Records
_ _ _ _ _

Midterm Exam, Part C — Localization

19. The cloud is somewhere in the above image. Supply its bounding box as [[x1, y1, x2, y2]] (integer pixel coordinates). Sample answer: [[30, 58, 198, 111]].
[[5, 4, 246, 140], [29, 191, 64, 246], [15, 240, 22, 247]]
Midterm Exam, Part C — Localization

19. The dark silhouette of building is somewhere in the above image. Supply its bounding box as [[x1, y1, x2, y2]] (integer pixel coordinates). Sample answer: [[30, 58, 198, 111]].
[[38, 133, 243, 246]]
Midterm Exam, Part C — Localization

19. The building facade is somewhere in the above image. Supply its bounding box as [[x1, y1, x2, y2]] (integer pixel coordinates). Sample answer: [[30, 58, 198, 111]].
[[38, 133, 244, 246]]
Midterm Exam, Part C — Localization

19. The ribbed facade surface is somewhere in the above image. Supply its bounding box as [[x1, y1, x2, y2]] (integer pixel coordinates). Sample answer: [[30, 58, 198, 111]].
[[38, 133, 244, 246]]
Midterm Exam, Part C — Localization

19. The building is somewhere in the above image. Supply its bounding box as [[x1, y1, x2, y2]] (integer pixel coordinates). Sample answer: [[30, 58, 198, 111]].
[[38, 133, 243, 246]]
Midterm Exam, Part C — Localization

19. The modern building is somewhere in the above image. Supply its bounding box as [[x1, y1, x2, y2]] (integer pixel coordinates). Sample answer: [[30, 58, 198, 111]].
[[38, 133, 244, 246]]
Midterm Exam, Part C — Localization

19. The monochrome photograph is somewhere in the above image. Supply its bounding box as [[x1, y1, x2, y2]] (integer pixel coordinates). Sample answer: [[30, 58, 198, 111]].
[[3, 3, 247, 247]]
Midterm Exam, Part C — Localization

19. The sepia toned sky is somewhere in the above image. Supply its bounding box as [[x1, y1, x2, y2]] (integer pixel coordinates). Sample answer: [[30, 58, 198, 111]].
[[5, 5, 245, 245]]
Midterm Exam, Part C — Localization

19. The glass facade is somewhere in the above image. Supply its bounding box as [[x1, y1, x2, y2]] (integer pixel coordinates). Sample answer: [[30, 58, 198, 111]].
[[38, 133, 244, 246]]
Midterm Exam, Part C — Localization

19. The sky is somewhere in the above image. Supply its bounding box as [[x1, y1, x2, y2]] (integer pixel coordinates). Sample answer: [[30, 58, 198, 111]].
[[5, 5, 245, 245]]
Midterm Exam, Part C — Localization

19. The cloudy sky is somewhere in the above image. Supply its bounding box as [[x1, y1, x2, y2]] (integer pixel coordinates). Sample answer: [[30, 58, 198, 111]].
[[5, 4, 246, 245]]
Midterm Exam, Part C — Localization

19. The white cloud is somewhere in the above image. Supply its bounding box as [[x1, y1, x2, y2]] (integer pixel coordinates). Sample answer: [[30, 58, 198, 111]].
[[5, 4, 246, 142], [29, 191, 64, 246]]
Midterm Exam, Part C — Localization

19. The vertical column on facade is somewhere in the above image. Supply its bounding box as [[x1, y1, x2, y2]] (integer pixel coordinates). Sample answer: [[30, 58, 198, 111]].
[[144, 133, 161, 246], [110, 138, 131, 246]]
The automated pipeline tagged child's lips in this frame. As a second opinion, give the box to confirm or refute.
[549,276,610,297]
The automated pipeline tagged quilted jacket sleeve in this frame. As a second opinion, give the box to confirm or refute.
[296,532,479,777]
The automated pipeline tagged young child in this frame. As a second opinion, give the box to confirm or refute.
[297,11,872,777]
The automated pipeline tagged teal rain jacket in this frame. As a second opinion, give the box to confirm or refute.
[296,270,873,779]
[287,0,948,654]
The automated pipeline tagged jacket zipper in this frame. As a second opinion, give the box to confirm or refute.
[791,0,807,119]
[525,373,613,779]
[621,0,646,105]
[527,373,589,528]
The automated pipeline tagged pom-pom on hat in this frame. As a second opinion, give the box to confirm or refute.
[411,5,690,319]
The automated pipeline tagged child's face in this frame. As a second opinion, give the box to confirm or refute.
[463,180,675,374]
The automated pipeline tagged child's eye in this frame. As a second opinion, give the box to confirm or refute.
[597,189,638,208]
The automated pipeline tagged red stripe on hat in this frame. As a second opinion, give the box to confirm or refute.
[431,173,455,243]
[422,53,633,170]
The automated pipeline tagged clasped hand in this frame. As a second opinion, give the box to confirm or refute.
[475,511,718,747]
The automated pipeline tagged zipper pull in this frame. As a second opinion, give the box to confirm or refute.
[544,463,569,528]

_ _ _ _ _

#### TASK TO COMPLETE:
Report every line of the records above that contains the string "building", treating uppercase and lowercase letters as distinct.

#### REPLY:
19. The dark silhouette of building is somewhere in the above image. Supply its bounding box as [[x1, y1, x2, y2]] (integer pixel coordinates). Sample answer: [[30, 58, 198, 111]].
19. The building facade is somewhere in the above image. Supply its bounding box as [[x1, y1, x2, y2]] (integer pixel coordinates). Sample answer: [[30, 58, 198, 111]].
19. The building is somewhere in the above image. Supply its bounding box as [[x1, y1, x2, y2]] (integer pixel coordinates). Sample answer: [[30, 58, 198, 111]].
19. The modern building is somewhere in the above image. Supply its bounding box as [[x1, y1, x2, y2]] (integer pixel coordinates). Sample answer: [[30, 58, 198, 111]].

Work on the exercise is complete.